Source text:
------------------------------------------------------------
However, and this is why my previous suggestion to pre-allocate the row names was wrong, the fact that there are new row.names
does not significantly affect execution time. R is creating a new integer vector of length 2, regardless of the size of the data. This takes almost no time. It is probably not worth adding logic to the R source to establish whether the rows are the same, in order to avoid such a tiny operation.
It is notable in your example, and the answer by Joris C., that operations take longer if they include attr(new, "row.names") <- attr(dat, "row.names")
, either individually or as part of a larger function call such as utils::modifyList(attributes(dat), attributes(new))
. Let's try the simple way:
attr(new, "row.names") <- attr(dat, "row.names")
get_dat_obj_tree(sxp(new))
1 dat VECSXP length: 2 mem_addr:0x15
2 ¦--x_int INTSXP length: 10 mem_addr:0x2
3 ¦--x_char STRSXP length: 10 mem_addr:0x1
4 °--_attrib LISTSXP length: 3 mem_addr:0x13
5 ¦--names STRSXP length: 2 mem_addr:0x10
6 ¦--class STRSXP length: 1 mem_addr:0x5
7 °--row.names INTSXP length: 2 mem_addr:0x14
There's a new memory address. But the row.names
attribute of new
is still an integer vector of length 2. If we run dput(new)
we will see row.names = c(NA, -10L)
.
So if we are copying an integer vector of length 2 from one place to another, regardless of the size of the data, why is it taking longer with larger data frames? The answer to this is what happens when you run:
attr(new, "row.names") <- attr(dat, "row.names")
This is syntactic sugar for:
new <- `attr<-`(new, "row.names", attr(dat, "row.names"))
Firstly, this means that we are evaluating the row.names
for dat
. Secondly, as R internals notes, with a similar example, a <- `dim<-`(a, c(7, 2))
:
in principle two copies of
a
exist for the duration of the computation
So this may be happening twice.
An easier way to understand this is by printing the right-hand side of that function call.
`attr<-`(new, "row.names", attr(dat, "row.names"))
# <truncated>
# attr(,"row.names")
# [1] 1 2 3 4 5 6 7 8 9 10
By the time the row.names
are stored in new
, the R source code in attrib.c, it is clever enough to restore it to c(NA, n)
form:
INTEGER(val)[0] = NA_INTEGER;
INTEGER(val)[1] = n; // +n: compacted *and* automatic row names
However, the damage is done, the short form c(NA, -10)
row names were fully evaluated, which as you would expect (and have demonstrated) takes more time for longer vectors of row names.
It is possible to avoid this issue in base R, and also with data.table
and tidyverse
packages.
The main point is - do not copy the row names from one data frame to another. The function suggested by Joris C. to copy any attributes that were not copied by the subset operation, rather than copying all attributes, is a good base R solution.
------------------------------------------------------------
Given instruction 1:
Answer these questions from the text on R row names:
(a) What length is the integer vector R creates for the new row names?
(b) In which source file does R restore the row names to the c(NA, n) form?
(c) Who suggested the function described as a good base R solution?
The text and the records have no connection to each other.

[Rows from a pointing dataset]
------------------------------------------------------------
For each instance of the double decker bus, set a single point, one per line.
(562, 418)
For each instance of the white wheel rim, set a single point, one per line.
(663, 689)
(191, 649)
------------------------------------------------------------
Given instruction 2: Output the records from the line containing "For each instance of the white" through the end of the records as a two-column CSV with the columns request and answer. Use one row per request, put each value in a single quoted field, and replace line breaks with spaces.

Task result 1:
(a) 2
(b) attrib.c
(c) Joris C.

Task result 2:
request,answer
"For each instance of the white wheel rim, set a single point, one per line.","(663, 689) (191, 649)"